__Dataset entries__:

========================

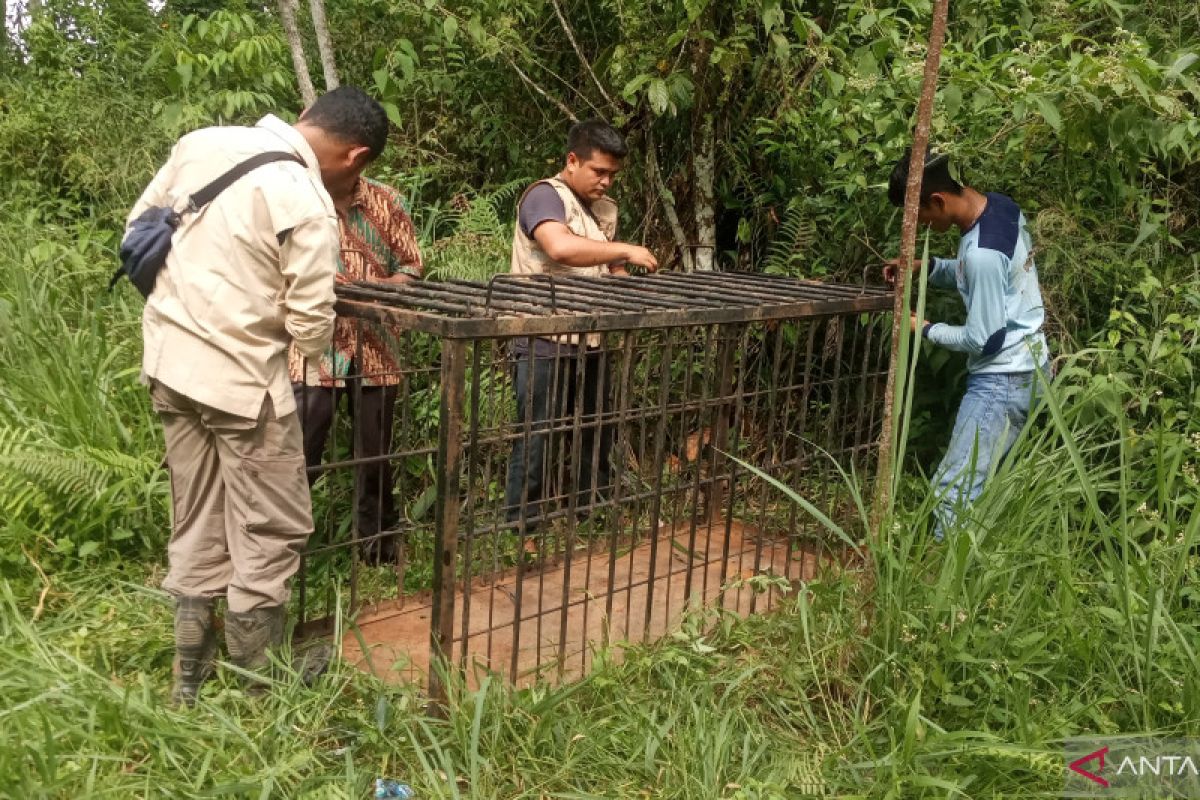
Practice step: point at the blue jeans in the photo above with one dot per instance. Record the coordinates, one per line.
(991, 415)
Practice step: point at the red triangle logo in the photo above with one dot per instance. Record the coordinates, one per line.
(1078, 767)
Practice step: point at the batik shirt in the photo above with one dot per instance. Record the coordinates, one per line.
(377, 241)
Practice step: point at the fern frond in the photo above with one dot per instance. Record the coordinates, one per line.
(795, 239)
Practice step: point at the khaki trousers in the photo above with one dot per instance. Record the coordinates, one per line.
(240, 501)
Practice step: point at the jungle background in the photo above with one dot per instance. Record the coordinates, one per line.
(762, 133)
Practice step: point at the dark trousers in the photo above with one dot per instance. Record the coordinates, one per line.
(372, 422)
(547, 389)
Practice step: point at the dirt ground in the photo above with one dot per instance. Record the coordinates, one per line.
(567, 609)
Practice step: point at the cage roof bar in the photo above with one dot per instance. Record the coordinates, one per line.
(538, 306)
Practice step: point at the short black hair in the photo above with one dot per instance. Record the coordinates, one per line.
(936, 178)
(595, 134)
(349, 114)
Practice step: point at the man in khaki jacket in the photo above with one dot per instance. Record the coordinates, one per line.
(567, 226)
(246, 275)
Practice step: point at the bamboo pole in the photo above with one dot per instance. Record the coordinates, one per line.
(907, 252)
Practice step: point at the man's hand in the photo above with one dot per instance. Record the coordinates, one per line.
(639, 256)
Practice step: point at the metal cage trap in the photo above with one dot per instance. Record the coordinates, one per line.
(574, 462)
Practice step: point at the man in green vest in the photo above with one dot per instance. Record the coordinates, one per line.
(567, 226)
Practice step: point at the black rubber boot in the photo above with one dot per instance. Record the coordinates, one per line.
(196, 644)
(251, 636)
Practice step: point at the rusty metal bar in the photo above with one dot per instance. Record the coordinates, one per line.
(447, 521)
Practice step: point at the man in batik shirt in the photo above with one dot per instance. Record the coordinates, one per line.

========================

__What you will do__:
Only the text of the records is to be reproduced exactly; skip the pictures.

__Written reply__:
Practice step: point at the blue jeans in the photo above with one dot per instance. Record the coordinates, one per line.
(991, 415)
Practice step: point at the red triangle logo in the photo above with one dot per instance. Record the coordinates, one per line.
(1078, 767)
Practice step: point at the batik shirt in the photo above with one dot per instance. Record the coordinates, one per line.
(377, 241)
Practice step: point at the fern frond in the photo above with one dot per instance. Record the coordinates, one per line.
(795, 239)
Practice step: point at the khaki trousers in the photo above with one dot per instance. Record the coordinates, one per line.
(240, 501)
Practice step: point at the jungle background in the photo above with one dot per instance. Record the coordinates, one per line.
(762, 133)
Practice step: point at the dark trousers in the photo above with one dot per instance. Record the coordinates, one per line.
(372, 422)
(547, 389)
Practice step: point at the dirt ground in the photo above with one dot per instance. Record the coordinates, one per line.
(567, 609)
Practice step: point at the cage roof bar in the photo above with one dot per instance. Record the coordinates, one per line.
(538, 306)
Practice step: point at the short black hair in the photo above with one dot per instance. Record the coordinates, one per line.
(936, 178)
(595, 134)
(349, 114)
Practice step: point at the man in khaki jacket in the photo above with one dot per instance. Record the coordinates, one per line.
(567, 226)
(246, 275)
Practice step: point at the bamboo pole in the photo above with one dot per instance. Record the coordinates, one per line.
(907, 252)
Practice step: point at the man's hand in the photo above with one dot per instance. Record the coordinates, one per line.
(639, 256)
Practice step: point at the metal cage trap in the photo above with one dot per instance. Record the coordinates, one per line.
(574, 462)
Practice step: point at the man in green vest in the photo above with one dot per instance. Record the coordinates, one per line.
(567, 226)
Practice step: point at the black rubber boot in the photo above with one dot per instance. Record the coordinates, one per line.
(196, 644)
(251, 636)
Practice step: point at the rusty metal bar in the photo above with one dot per instance. Record the coordinates, one per line.
(447, 521)
Practice step: point at the man in batik shirt in the photo above with one dot per instance. Record the coordinates, one per line.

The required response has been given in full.